◆ Passage
-- begin --

They do have markup of their own: nested <article>s.


On Sat, 26 Jan 2013, Steve Faulkner wrote:
> 
> Lists are appropriate for indicating nested tree structures. The use of 
> lists to markup comments is a common mark up pattern used in blogging 
> software such as wordpress. The code verbosity is not dissimilar to the 
> use of article, less so even option end </li> tags are omitted.

Indeed, that's fine too.


> Besides comments are generated code not hand authored so I don't see a 
> problem with code verbosity.

Generated code is hand-authored too, at some point.


> The useful information that is conveyed to users who actually consume 
> and benefit from it is provided by using lists , but not by using 
> article.

It's the exact same structure, the exact same information can be conveyed. 
That's just a matter for implementors. Since <ol> is decades old and 
<article> is a pretty recent addition, it makes sense that <ol> would be 
more reliably implemented and exposed.


On Sat, 26 Jan 2013, Bruce Lawson wrote:
> 
> In short, why should the spec suggest any specific method of marking up 
> comments?

In theory, to put an end to the very conversation we're having here. :-)


On Sun, 27 Jan 2013, Adrian Testa-Avila wrote:
> 
> So, maybe a better question is why should the spec suggest only one 
> specific method?

By and large it doesn't, for example the section on footnotes has a bunch 
of different techniques.

-- end --

◆ Set problem 1
Copy out the entire email exchange on marking up comments, character for character.
The email exchange and the entries are separate, unrelated pieces of material.

◆ Exercise inputs
-- begin --

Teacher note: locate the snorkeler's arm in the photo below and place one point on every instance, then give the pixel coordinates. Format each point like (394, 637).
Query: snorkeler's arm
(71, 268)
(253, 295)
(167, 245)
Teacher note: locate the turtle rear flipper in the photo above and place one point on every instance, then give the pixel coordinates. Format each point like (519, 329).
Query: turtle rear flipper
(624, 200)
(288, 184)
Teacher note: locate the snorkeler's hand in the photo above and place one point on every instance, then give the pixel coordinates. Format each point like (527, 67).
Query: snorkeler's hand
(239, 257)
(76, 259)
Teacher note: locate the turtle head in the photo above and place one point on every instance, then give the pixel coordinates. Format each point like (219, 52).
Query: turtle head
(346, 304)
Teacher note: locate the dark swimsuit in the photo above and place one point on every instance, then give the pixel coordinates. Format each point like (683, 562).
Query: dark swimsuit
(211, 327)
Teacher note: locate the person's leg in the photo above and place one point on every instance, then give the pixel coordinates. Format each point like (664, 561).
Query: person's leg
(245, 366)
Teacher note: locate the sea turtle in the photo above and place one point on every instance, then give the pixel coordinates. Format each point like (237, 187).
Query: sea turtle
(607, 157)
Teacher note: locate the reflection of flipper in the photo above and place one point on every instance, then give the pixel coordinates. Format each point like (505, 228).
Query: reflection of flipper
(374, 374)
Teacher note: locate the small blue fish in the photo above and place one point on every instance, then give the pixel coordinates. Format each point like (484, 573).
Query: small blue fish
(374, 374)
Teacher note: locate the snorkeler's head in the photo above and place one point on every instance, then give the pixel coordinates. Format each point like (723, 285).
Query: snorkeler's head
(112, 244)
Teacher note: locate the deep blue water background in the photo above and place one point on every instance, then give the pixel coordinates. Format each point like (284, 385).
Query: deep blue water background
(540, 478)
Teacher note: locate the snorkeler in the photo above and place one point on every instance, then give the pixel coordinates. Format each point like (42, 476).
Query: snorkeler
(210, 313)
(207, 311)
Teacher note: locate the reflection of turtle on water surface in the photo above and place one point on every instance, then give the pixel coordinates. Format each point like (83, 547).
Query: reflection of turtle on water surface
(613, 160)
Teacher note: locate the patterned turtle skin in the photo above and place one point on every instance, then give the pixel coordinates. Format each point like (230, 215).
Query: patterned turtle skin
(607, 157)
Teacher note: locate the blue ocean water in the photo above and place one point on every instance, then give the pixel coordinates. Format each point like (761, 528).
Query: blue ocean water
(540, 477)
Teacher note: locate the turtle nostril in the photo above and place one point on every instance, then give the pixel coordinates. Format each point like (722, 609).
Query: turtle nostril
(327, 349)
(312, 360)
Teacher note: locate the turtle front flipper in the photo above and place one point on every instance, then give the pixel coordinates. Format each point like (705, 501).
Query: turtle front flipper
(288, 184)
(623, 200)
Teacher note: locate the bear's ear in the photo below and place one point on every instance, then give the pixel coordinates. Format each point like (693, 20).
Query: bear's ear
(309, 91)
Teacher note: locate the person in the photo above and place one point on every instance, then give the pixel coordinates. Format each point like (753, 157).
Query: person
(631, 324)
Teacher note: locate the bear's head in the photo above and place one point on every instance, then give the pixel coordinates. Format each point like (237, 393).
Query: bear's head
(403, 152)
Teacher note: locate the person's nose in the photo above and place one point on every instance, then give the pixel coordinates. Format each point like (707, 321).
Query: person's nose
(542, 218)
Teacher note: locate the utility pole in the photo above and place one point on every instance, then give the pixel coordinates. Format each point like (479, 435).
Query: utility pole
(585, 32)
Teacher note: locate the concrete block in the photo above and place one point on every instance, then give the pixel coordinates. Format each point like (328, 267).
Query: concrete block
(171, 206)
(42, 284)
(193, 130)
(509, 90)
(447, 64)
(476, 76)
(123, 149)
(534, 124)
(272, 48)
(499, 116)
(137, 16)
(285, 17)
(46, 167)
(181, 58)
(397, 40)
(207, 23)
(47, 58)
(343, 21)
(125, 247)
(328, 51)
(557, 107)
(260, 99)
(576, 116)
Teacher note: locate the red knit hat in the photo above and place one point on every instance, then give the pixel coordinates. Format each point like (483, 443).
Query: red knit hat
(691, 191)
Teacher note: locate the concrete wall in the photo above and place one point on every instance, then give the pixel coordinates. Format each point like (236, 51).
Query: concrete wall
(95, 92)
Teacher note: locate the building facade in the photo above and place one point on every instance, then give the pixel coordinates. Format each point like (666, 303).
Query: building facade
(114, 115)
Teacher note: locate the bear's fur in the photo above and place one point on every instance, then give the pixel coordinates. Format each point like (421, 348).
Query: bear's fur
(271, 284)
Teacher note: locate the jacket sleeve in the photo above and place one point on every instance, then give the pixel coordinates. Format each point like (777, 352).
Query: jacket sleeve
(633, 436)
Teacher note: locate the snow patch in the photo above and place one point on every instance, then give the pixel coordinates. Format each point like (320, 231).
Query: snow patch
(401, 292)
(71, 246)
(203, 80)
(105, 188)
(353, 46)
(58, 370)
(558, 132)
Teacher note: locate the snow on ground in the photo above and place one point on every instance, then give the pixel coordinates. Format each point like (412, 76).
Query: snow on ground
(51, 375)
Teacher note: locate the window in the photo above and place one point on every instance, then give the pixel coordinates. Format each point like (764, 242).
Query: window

-- end --

◆ Set problem 2
How many lines of the entries contain the string "rear"? Case counts, and the reply should be the number alone.

◆ Task response 1
They do have markup of their own: nested <article>s.


On Sat, 26 Jan 2013, Steve Faulkner wrote:
> 
> Lists are appropriate for indicating nested tree structures. The use of 
> lists to markup comments is a common mark up pattern used in blogging 
> software such as wordpress. The code verbosity is not dissimilar to the 
> use of article, less so even option end </li> tags are omitted.

Indeed, that's fine too.


> Besides comments are generated code not hand authored so I don't see a 
> problem with code verbosity.

Generated code is hand-authored too, at some point.


> The useful information that is conveyed to users who actually consume 
> and benefit from it is provided by using lists , but not by using 
> article.

It's the exact same structure, the exact same information can be conveyed. 
That's just a matter for implementors. Since <ol> is decades old and 
<article> is a pretty recent addition, it makes sense that <ol> would be 
more reliably implemented and exposed.


On Sat, 26 Jan 2013, Bruce Lawson wrote:
> 
> In short, why should the spec suggest any specific method of marking up 
> comments?

In theory, to put an end to the very conversation we're having here. :-)


On Sun, 27 Jan 2013, Adrian Testa-Avila wrote:
> 
> So, maybe a better question is why should the spec suggest only one 
> specific method?

By and large it doesn't, for example the section on footnotes has a bunch 
of different techniques.

◆ Task response 2
2